__Your objective__.
Format the listing from the line with "of the chrome" up to and including the line with "[[39, 182], [362, 309], [578, 247]]" as a two-column CSV with the columns text and answer. Put the wording under text and the point list under answer, quoting each field and turning line breaks into spaces.
* Start Raw records *
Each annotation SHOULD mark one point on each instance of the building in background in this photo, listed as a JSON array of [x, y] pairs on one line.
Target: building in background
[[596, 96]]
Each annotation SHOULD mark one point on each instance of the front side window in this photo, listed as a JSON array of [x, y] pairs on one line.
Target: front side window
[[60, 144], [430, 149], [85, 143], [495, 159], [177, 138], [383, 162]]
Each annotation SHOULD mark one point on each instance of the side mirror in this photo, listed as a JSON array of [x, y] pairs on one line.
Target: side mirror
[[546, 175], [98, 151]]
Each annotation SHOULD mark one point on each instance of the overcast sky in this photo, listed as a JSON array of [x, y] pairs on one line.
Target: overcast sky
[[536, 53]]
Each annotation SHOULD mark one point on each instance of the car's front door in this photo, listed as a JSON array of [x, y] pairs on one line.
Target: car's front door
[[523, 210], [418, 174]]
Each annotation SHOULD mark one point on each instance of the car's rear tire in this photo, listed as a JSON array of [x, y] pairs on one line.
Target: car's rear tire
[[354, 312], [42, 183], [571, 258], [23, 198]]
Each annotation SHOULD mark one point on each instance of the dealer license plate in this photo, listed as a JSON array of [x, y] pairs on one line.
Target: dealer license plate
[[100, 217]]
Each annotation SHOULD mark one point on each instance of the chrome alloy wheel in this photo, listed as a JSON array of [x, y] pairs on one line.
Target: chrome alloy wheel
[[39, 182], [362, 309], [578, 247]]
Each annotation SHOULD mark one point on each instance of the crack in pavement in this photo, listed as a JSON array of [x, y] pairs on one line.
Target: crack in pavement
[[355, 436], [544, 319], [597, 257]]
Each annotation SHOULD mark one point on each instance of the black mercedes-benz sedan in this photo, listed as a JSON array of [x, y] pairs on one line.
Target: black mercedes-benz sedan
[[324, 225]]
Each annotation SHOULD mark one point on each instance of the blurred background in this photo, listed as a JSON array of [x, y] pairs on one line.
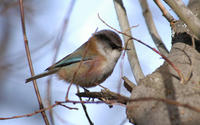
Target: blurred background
[[45, 26]]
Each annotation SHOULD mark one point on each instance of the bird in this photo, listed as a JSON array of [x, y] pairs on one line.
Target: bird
[[93, 62]]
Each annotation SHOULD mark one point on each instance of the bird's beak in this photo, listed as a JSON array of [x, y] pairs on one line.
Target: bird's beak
[[123, 48]]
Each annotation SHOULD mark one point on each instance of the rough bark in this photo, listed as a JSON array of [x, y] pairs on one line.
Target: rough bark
[[164, 83]]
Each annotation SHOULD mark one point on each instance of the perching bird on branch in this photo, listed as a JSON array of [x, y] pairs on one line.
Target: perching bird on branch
[[91, 63]]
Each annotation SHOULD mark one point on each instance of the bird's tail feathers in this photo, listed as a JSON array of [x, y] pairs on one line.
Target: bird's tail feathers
* End Raw records *
__Output for this exercise__.
text,answer
"Each annotation SHOULD mark one point on each instance of the chrome alloy wheel in this photo, listed as a JSON array of [x, y] pairs on one line. Target: chrome alloy wheel","[[39, 182], [362, 309], [578, 247]]"